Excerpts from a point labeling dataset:
*****

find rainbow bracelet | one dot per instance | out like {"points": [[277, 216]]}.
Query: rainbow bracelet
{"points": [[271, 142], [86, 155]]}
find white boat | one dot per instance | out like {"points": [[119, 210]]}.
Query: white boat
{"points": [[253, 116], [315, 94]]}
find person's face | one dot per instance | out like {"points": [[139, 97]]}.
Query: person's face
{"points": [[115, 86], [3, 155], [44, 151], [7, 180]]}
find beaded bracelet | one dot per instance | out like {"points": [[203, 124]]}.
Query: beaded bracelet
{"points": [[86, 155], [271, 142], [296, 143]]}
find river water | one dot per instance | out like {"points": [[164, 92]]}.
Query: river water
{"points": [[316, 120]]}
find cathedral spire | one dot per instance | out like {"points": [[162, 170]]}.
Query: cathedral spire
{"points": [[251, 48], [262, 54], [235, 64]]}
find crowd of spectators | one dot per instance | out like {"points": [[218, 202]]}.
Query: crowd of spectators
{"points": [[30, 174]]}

*****

Instructions for the task: Update the records above by changing every "one dot per instance" to "one point per instance", keeping everything else the same.

Full response:
find rainbow bracelet | one point per instance | out like {"points": [[277, 216]]}.
Query: rainbow bracelet
{"points": [[271, 142], [86, 155]]}
find white boat | one point per instance | out like {"points": [[119, 210]]}.
Query: white boat
{"points": [[253, 116], [315, 94]]}
find person's face | one point per instance | out like {"points": [[139, 97]]}.
Query: person's face
{"points": [[115, 86], [3, 155], [44, 151], [7, 180]]}
find beaded bracelet | one point per instance | out like {"points": [[203, 124]]}.
Query: beaded bracelet
{"points": [[86, 155], [271, 142], [296, 143]]}
find river water | one point per instance | out like {"points": [[164, 92]]}.
Query: river water
{"points": [[316, 120]]}
find cathedral spire | one point per instance | out like {"points": [[162, 170]]}.
Query: cathedral spire
{"points": [[251, 48], [262, 54], [235, 64]]}
find crowd of spectators | one point per instance | out like {"points": [[218, 202]]}.
Query: crowd of spectators
{"points": [[30, 174]]}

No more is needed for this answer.